**Dataset rows:**
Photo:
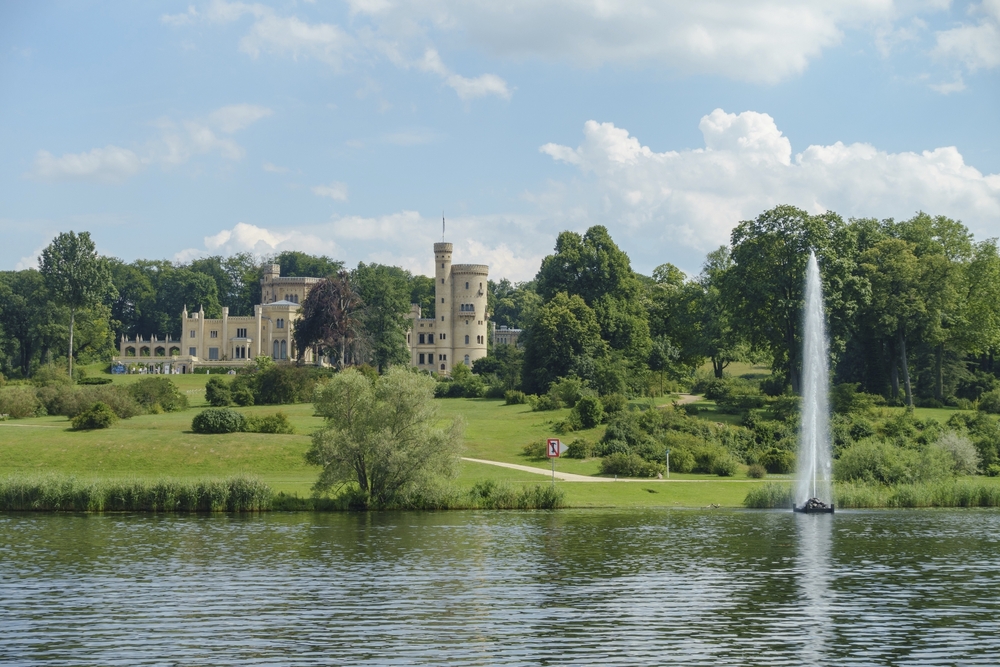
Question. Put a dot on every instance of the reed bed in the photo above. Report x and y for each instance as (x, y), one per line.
(68, 494)
(961, 492)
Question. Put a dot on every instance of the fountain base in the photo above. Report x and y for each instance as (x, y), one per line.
(814, 506)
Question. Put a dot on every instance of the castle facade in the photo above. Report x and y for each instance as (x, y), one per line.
(456, 335)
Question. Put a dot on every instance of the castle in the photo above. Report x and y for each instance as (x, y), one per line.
(457, 334)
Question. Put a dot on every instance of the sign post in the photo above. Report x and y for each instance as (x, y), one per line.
(553, 449)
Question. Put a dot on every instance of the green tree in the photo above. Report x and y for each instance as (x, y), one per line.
(75, 276)
(382, 435)
(565, 329)
(385, 294)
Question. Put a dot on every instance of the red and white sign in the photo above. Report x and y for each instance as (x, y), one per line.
(553, 448)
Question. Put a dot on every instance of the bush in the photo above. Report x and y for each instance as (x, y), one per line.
(579, 449)
(217, 392)
(94, 381)
(989, 402)
(614, 404)
(589, 411)
(547, 402)
(20, 402)
(157, 394)
(962, 452)
(629, 465)
(534, 450)
(515, 397)
(218, 420)
(681, 460)
(276, 423)
(98, 416)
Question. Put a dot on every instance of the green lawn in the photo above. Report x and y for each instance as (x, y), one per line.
(155, 446)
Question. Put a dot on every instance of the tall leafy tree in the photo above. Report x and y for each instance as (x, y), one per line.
(385, 293)
(75, 276)
(330, 317)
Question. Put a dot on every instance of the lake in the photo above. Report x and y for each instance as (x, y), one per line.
(615, 587)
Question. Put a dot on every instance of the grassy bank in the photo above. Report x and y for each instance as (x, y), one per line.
(960, 492)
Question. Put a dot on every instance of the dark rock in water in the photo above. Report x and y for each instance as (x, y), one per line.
(814, 505)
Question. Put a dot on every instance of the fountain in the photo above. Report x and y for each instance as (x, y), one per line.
(813, 491)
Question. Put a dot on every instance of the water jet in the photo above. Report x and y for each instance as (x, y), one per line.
(813, 489)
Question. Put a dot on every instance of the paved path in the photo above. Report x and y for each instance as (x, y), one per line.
(570, 477)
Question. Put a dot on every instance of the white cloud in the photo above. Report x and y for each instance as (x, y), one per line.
(110, 164)
(974, 46)
(236, 117)
(695, 197)
(466, 88)
(336, 191)
(754, 40)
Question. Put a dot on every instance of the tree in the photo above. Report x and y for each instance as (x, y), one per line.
(382, 435)
(330, 317)
(75, 276)
(385, 293)
(765, 285)
(564, 329)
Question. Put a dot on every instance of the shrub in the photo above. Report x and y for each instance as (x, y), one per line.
(681, 460)
(962, 451)
(94, 381)
(725, 466)
(217, 392)
(568, 390)
(98, 416)
(547, 402)
(629, 465)
(515, 397)
(534, 450)
(579, 449)
(20, 402)
(614, 404)
(589, 411)
(276, 423)
(218, 420)
(158, 393)
(989, 402)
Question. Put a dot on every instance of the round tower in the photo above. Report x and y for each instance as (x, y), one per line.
(443, 297)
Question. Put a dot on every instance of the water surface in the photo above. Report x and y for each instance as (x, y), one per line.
(502, 588)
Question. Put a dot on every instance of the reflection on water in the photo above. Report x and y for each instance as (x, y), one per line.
(813, 574)
(504, 588)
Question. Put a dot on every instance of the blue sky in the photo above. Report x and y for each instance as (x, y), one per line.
(177, 129)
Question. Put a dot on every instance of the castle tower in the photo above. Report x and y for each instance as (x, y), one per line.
(443, 299)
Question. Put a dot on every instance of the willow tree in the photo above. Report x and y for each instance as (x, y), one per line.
(75, 276)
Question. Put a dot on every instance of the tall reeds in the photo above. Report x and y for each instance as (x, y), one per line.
(68, 494)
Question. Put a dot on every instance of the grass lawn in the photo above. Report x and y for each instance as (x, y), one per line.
(156, 446)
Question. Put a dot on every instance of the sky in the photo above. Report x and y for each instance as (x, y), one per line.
(174, 130)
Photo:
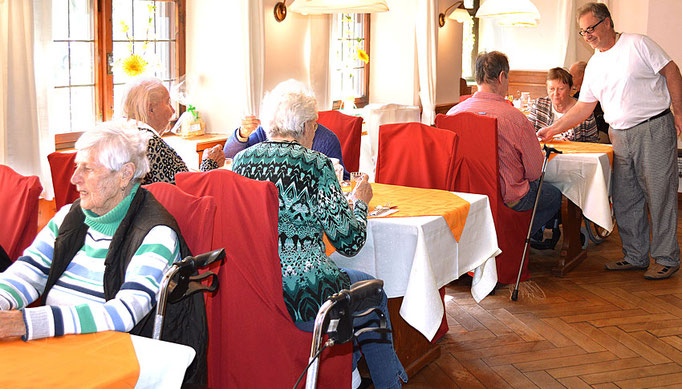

**Short task:** Copy out every line of the items above word for word, leaving out the pictures.

**Right answer:**
Photo:
Question. Put a dot on every instance of the reed bed in the photo above. Report x and y for each instance as (x, y), one per line.
(68, 494)
(961, 492)
Question. Put a dot on every instance of the fountain base in the photo above. Report x and y for each instance as (x, y), one per line.
(814, 506)
Question. Put a dot on every instance of the castle facade in the photo above. Report x and y for each instance as (x, y), one per line.
(456, 335)
Question. Put a dot on every instance of the castle in the photo above. Report x and y for each instance as (x, y), one per line.
(457, 334)
Question. Put a dot on every instance of the sign post in the photo above. Report x and y for each instance as (x, y), one per line.
(553, 449)
Question. Put a dot on every instance of the green tree in the photo above. Report x and y for each instance as (x, y), one per line.
(75, 276)
(382, 435)
(565, 329)
(385, 294)
Question. Put a dot on every instance of the red and white sign in the photo above. Report x and y for each instance as (x, y), one per line.
(553, 448)
Question. Put a dot on every instance of the bush in the photo above. Report x and y for each instance as (x, y), one per line.
(579, 449)
(217, 392)
(94, 381)
(989, 402)
(614, 404)
(589, 411)
(547, 402)
(20, 402)
(157, 394)
(962, 452)
(629, 465)
(534, 450)
(515, 397)
(218, 420)
(681, 460)
(276, 423)
(98, 416)
Question. Put a dot on every instance of the green lawn in the photo above. Report x and y for each instance as (x, y), one per line.
(155, 446)
Question. Put a dot on every instance of the tall leafy tree in the photo above. Report x and y for each instance as (x, y), one per line.
(385, 293)
(75, 276)
(330, 317)
Question. Put a dot on every instance of the lake in the photo above. Report x and y for each instance as (x, y), one per line.
(615, 587)
Question. Put a dot on every instance of the grassy bank in the photo above. Report x and y for each instance as (x, y), one per line.
(960, 492)
Question. Put a dot on every instance of the dark rock in water in the photo above. Report x and y for each instance as (x, y), one per line.
(814, 505)
Question. Put a dot on every instance of the fountain in the photo above. Report x and y for each instance as (x, y), one per line.
(813, 491)
Question. Put a dot on every instance of the water jet in the photo above. Report x and y for each instance as (x, y), one per line.
(813, 489)
Question. Put a dot on every instance of the paved path in the photo above. Report x and y for each instance as (x, y), one per line.
(570, 477)
Question. Put a dot on every instance of the white cloud in the photo above. Report x and y for each instance as (x, y), one per line.
(110, 164)
(974, 46)
(236, 117)
(695, 197)
(466, 88)
(336, 191)
(754, 40)
Question. Put a dot on every instance of the tree in the photo above. Report x and y for each instance as (x, y), one per line.
(382, 435)
(330, 317)
(75, 276)
(385, 293)
(765, 285)
(564, 329)
Question. Put a dot on every instance of the shrub in the photo above. Report x and y for each instance as (x, y), one per line.
(681, 460)
(962, 451)
(94, 381)
(725, 466)
(217, 392)
(568, 390)
(98, 416)
(547, 402)
(629, 465)
(515, 397)
(534, 450)
(579, 449)
(20, 402)
(614, 404)
(589, 411)
(276, 423)
(218, 420)
(158, 393)
(989, 402)
Question. Put a dot on every instance of the round tower in the photo above. Report x and y for each instance as (x, y), one per line.
(443, 297)
Question. Put a dot on every instance of the water surface in the photo above. Report x and y for each instance as (x, y), one per line.
(502, 588)
Question. Put a dot on every instance of the reflection on water in the photo above. Report x and y for each instance as (x, y), one per line.
(813, 574)
(504, 588)
Question. Put a dot on every instance of the blue sky in the photo above. Report x and y for each instance as (x, y), one per line.
(177, 129)
Question. Put a dot on every instance of the castle tower in the photo above. Report x and y for each instance as (x, y), one per line.
(443, 299)
Question. Put a dot on every instance of the willow tree in the photo above. Report x and y for each instance as (x, y), one per line.
(75, 276)
Question. Put a dot on every instance of the tall reeds in the photo above. Report x and y for each instance as (x, y), one per line.
(68, 494)
Question. Put a dot on every instance of the grass lawn in the photo above. Report x and y for each instance as (x, y), one per line.
(156, 446)
Question. Put a dot on every instance of the sky in the photo above. Report x and y for each instance as (x, y), one per line.
(174, 130)
Photo:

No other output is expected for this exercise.